**EXERCISE DIRECTIONS:** Write out, word for word, every line from the one containing "Report pixel corners" through the last line of the records below, both ends included.

Saved entries:
= Beginning of Section =
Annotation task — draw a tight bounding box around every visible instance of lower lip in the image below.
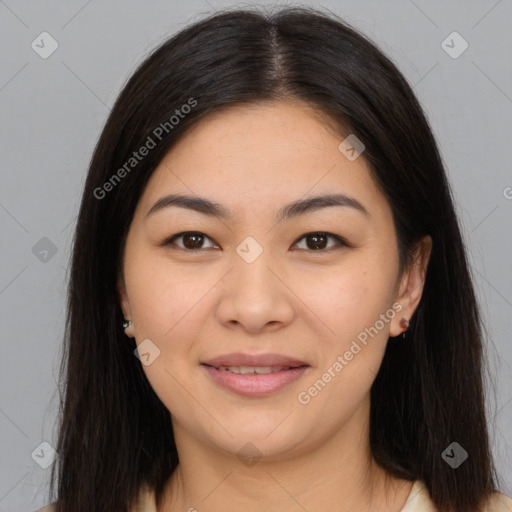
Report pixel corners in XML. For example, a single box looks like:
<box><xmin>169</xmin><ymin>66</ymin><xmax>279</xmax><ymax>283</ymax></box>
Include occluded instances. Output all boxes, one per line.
<box><xmin>201</xmin><ymin>364</ymin><xmax>309</xmax><ymax>397</ymax></box>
= End of Section =
**ANSWER BOX:**
Report pixel corners in XML. For example, a single box looks like:
<box><xmin>169</xmin><ymin>66</ymin><xmax>279</xmax><ymax>283</ymax></box>
Include occluded instances. Output all boxes, one per line.
<box><xmin>201</xmin><ymin>364</ymin><xmax>309</xmax><ymax>397</ymax></box>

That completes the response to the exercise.